::: Provided records

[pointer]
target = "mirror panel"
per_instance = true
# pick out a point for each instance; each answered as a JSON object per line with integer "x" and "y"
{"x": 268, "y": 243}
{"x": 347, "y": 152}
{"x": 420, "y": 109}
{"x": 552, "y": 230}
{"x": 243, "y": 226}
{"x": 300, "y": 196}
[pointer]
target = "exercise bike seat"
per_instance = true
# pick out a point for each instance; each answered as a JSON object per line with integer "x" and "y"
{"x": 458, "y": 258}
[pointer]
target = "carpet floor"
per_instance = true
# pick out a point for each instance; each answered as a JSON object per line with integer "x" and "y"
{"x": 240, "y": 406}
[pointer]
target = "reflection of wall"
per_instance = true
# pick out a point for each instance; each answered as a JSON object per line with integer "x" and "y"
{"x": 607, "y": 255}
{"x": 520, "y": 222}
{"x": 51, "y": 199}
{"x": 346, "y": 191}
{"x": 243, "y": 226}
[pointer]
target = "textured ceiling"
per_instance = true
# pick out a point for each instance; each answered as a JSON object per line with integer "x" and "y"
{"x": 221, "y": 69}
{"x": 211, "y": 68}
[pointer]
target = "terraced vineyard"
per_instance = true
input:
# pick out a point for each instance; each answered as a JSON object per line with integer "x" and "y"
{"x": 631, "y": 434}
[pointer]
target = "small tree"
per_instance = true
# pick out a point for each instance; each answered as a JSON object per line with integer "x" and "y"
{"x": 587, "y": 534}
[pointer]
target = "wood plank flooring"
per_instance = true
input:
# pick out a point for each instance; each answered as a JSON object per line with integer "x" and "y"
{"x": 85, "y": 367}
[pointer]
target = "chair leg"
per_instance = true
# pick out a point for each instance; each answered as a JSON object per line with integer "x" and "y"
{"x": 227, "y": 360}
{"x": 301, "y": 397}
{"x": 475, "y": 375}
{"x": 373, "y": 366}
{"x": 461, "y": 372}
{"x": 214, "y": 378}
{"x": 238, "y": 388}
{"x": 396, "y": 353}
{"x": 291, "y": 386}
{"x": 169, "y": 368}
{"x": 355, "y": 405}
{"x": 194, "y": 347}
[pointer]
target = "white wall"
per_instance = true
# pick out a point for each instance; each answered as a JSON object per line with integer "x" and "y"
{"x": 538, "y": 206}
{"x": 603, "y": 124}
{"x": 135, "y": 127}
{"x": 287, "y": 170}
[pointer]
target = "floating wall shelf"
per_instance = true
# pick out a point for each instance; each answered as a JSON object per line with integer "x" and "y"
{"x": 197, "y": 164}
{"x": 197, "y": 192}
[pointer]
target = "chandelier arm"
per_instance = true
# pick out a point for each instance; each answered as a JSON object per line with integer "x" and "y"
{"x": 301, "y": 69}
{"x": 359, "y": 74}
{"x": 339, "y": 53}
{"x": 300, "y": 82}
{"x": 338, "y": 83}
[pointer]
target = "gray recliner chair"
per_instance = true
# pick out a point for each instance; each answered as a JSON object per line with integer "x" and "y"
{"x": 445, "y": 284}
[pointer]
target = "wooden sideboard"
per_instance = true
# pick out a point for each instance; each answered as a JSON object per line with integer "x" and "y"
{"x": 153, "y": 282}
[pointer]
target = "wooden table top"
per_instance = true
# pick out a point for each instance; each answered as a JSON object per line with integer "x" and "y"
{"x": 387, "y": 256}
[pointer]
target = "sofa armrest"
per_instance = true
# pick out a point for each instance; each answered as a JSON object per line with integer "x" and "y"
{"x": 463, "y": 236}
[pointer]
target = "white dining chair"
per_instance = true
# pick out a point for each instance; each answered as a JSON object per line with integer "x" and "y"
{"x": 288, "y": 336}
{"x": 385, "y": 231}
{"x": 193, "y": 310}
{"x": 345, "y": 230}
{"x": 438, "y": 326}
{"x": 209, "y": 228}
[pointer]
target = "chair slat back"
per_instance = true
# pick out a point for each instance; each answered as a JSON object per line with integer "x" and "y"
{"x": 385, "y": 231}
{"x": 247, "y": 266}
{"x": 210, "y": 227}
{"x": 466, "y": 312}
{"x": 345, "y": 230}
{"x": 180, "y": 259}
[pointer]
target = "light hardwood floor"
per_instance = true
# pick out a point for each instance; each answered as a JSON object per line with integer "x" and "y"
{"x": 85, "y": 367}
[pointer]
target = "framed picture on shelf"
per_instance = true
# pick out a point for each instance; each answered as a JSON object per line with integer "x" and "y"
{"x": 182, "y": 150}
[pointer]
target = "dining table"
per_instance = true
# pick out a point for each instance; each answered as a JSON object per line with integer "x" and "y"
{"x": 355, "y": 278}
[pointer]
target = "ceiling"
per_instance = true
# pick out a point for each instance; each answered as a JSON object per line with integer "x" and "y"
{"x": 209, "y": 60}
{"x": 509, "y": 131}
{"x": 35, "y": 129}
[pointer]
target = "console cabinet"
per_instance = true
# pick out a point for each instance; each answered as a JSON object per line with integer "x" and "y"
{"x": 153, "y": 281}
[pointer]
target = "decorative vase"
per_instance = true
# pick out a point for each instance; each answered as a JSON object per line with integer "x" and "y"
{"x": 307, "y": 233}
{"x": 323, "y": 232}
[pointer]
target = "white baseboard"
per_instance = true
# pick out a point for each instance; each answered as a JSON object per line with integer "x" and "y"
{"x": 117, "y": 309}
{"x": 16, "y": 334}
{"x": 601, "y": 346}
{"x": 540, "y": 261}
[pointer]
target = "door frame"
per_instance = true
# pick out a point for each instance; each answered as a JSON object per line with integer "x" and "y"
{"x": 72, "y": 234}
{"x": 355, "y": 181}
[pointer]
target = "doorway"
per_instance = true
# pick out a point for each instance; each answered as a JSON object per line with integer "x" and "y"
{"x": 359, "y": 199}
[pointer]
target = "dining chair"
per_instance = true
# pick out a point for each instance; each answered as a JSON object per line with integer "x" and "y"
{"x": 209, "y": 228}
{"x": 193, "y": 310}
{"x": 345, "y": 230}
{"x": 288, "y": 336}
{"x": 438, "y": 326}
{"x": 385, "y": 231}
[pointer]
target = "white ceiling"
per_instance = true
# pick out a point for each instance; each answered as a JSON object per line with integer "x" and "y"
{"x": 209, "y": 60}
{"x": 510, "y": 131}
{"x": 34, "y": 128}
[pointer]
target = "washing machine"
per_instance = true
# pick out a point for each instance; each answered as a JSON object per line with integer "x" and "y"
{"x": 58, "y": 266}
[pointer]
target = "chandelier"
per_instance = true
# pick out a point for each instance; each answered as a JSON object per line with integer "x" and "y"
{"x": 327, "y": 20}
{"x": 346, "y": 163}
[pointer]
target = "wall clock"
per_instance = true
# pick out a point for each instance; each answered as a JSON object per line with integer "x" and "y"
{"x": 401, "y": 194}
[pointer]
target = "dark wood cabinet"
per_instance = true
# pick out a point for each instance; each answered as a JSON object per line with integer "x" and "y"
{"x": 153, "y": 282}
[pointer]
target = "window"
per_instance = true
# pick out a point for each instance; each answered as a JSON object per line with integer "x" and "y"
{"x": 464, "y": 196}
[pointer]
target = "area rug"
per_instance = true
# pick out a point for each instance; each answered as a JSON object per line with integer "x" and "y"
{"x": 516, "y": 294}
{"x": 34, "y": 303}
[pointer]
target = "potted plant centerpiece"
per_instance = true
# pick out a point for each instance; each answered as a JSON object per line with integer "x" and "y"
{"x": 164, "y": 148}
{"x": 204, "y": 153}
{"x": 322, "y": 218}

::::::

• **Objective**:
Faithfully transcribe the whole of the data.

• **Finished task**:
[pointer]
target = "mirror panel"
per_instance = true
# pick out a point for each instance; each answered as a JSON object per line with integer "x" and "y"
{"x": 268, "y": 243}
{"x": 347, "y": 152}
{"x": 420, "y": 109}
{"x": 552, "y": 230}
{"x": 243, "y": 226}
{"x": 300, "y": 196}
[pointer]
target = "exercise bike seat"
per_instance = true
# pick out a point for each instance; each answered as a JSON object per line with integer "x" and "y"
{"x": 458, "y": 258}
[pointer]
target = "carpet floor"
per_instance = true
# pick out a point for each instance; each answered as a JSON object per line with integer "x" and "y"
{"x": 240, "y": 406}
[pointer]
target = "reflection of wall"
per_instance = true
# pick out a point for each instance; each answered as a JSON object per line with integer "x" and "y"
{"x": 607, "y": 255}
{"x": 520, "y": 222}
{"x": 51, "y": 199}
{"x": 346, "y": 191}
{"x": 243, "y": 226}
[pointer]
target = "textured ceiling"
per_instance = true
# pick out a point for each instance; each answered as a JSON object per line with integer "x" and "y"
{"x": 221, "y": 69}
{"x": 211, "y": 68}
[pointer]
target = "terraced vineyard"
per_instance = true
input:
# pick out a point for each instance; each answered as a JSON object per line with integer "x" and "y"
{"x": 631, "y": 434}
[pointer]
target = "small tree"
per_instance = true
# pick out a point for each instance; each answered as a JSON object per line with integer "x" and "y"
{"x": 587, "y": 534}
[pointer]
target = "wood plank flooring"
per_instance = true
input:
# pick out a point for each instance; each answered as a JSON object per line with integer "x" and "y"
{"x": 85, "y": 367}
[pointer]
target = "chair leg"
per_instance = true
# pick out a point for each instance; each answered as a JSON object per line with integer "x" and "y"
{"x": 227, "y": 360}
{"x": 301, "y": 397}
{"x": 475, "y": 375}
{"x": 373, "y": 366}
{"x": 461, "y": 372}
{"x": 214, "y": 378}
{"x": 238, "y": 388}
{"x": 396, "y": 353}
{"x": 291, "y": 386}
{"x": 169, "y": 368}
{"x": 355, "y": 405}
{"x": 194, "y": 347}
[pointer]
target = "white wall"
per_instance = true
# pick out a point for each instance; each answered as a JSON object per line with integer "x" and "y"
{"x": 538, "y": 206}
{"x": 603, "y": 124}
{"x": 135, "y": 127}
{"x": 287, "y": 170}
[pointer]
target = "floating wall shelf"
per_instance = true
# pick out a point for each instance; each answered as a JSON object per line with integer "x" and "y"
{"x": 197, "y": 164}
{"x": 197, "y": 192}
[pointer]
target = "chandelier arm"
per_instance = true
# pick out a point for each instance; each answered as a JSON object per line with integer "x" and "y"
{"x": 301, "y": 69}
{"x": 359, "y": 74}
{"x": 339, "y": 53}
{"x": 300, "y": 82}
{"x": 338, "y": 83}
[pointer]
target = "gray recliner chair"
per_instance = true
# pick out a point for each instance; each answered as a JSON object per line with integer "x" and "y"
{"x": 445, "y": 284}
[pointer]
target = "wooden sideboard"
per_instance = true
# pick out a point for each instance; each answered as a JSON object per line with integer "x" and "y"
{"x": 153, "y": 282}
[pointer]
target = "wooden table top"
per_instance = true
# pick out a point for each instance; each answered as a JSON object per line with integer "x" and "y"
{"x": 387, "y": 256}
[pointer]
target = "sofa armrest"
per_instance = true
# pick out a point for each instance; each answered as a JSON object per line with integer "x" and "y"
{"x": 463, "y": 236}
[pointer]
target = "white dining chair"
per_instance = true
# pick out a point for each instance; each answered as a JSON object per line with integer "x" and "y"
{"x": 288, "y": 336}
{"x": 385, "y": 231}
{"x": 193, "y": 310}
{"x": 345, "y": 230}
{"x": 438, "y": 326}
{"x": 209, "y": 228}
[pointer]
target = "chair slat back"
per_instance = true
# pick out a point for each instance; each answered as a JSON object per line with integer "x" and "y"
{"x": 385, "y": 231}
{"x": 247, "y": 266}
{"x": 210, "y": 227}
{"x": 466, "y": 312}
{"x": 345, "y": 230}
{"x": 180, "y": 259}
[pointer]
target = "light hardwood floor"
per_instance = true
# pick out a point for each instance; each answered as a JSON object per line with integer "x" and "y"
{"x": 85, "y": 367}
[pointer]
target = "framed picture on shelf"
per_instance = true
# pick out a point for each instance; each answered as a JSON object per line with integer "x" and "y"
{"x": 182, "y": 150}
[pointer]
target = "dining table"
per_instance = true
# pick out a point for each instance; each answered as a JSON object per line with integer "x" and "y"
{"x": 355, "y": 278}
[pointer]
target = "ceiling"
per_instance = true
# pick out a point for each instance; each answered as a JSON object per line with integer "x" and "y"
{"x": 209, "y": 60}
{"x": 509, "y": 131}
{"x": 35, "y": 129}
[pointer]
target = "console cabinet"
per_instance = true
# pick out a point for each instance; each answered as a JSON object per line with integer "x" and "y"
{"x": 153, "y": 281}
[pointer]
target = "decorative vase"
per_instance = true
# pick out a point for each instance; each answered as a JSON object per line with integer "x" and "y"
{"x": 307, "y": 233}
{"x": 323, "y": 232}
[pointer]
target = "white baseboard"
per_instance = true
# pick out a point for each instance; each answered as a JSON object per line with integer "x" and "y"
{"x": 117, "y": 309}
{"x": 16, "y": 334}
{"x": 601, "y": 346}
{"x": 540, "y": 261}
[pointer]
target = "door frame"
per_instance = true
# pick out a point for each instance; each answered as a JSON object per line with integer "x" and "y"
{"x": 72, "y": 234}
{"x": 355, "y": 181}
[pointer]
target = "doorway"
per_instance = true
# pick out a point for each instance; each answered as a JSON object per line with integer "x" and "y"
{"x": 359, "y": 199}
[pointer]
target = "dining chair"
per_instance = true
# pick out a point for each instance; each answered as a JSON object per line with integer "x" and "y"
{"x": 209, "y": 228}
{"x": 193, "y": 310}
{"x": 345, "y": 230}
{"x": 288, "y": 336}
{"x": 438, "y": 326}
{"x": 385, "y": 231}
[pointer]
target = "white ceiling"
per_instance = true
# pick out a point for each instance; each answered as a JSON object per line with integer "x" and "y"
{"x": 209, "y": 60}
{"x": 510, "y": 131}
{"x": 34, "y": 128}
[pointer]
target = "washing machine"
per_instance = true
# pick out a point for each instance; each answered as a JSON object per line with integer "x" and "y"
{"x": 58, "y": 266}
[pointer]
target = "chandelier"
per_instance = true
# pick out a point for each instance; each answered as a JSON object per line with integer "x" and "y"
{"x": 327, "y": 20}
{"x": 346, "y": 163}
[pointer]
target = "wall clock"
per_instance = true
# pick out a point for each instance; each answered as a JSON object per line with integer "x" and "y"
{"x": 401, "y": 194}
[pointer]
target = "dark wood cabinet"
per_instance = true
# pick out a point for each instance; each answered as a JSON object per line with integer "x" and "y"
{"x": 153, "y": 282}
[pointer]
target = "window"
per_instance = true
# pick out a point for each instance; each answered as a JSON object per line with integer "x" and "y"
{"x": 464, "y": 196}
[pointer]
target = "area rug"
per_instance = true
# pick out a point for each instance; each answered as a JSON object per line with integer "x" and "y"
{"x": 516, "y": 294}
{"x": 34, "y": 303}
[pointer]
target = "potted plant centerpiece"
per_instance = true
# pick out a point for each instance; each answered as a JSON object per line with integer "x" and "y"
{"x": 164, "y": 148}
{"x": 204, "y": 153}
{"x": 322, "y": 218}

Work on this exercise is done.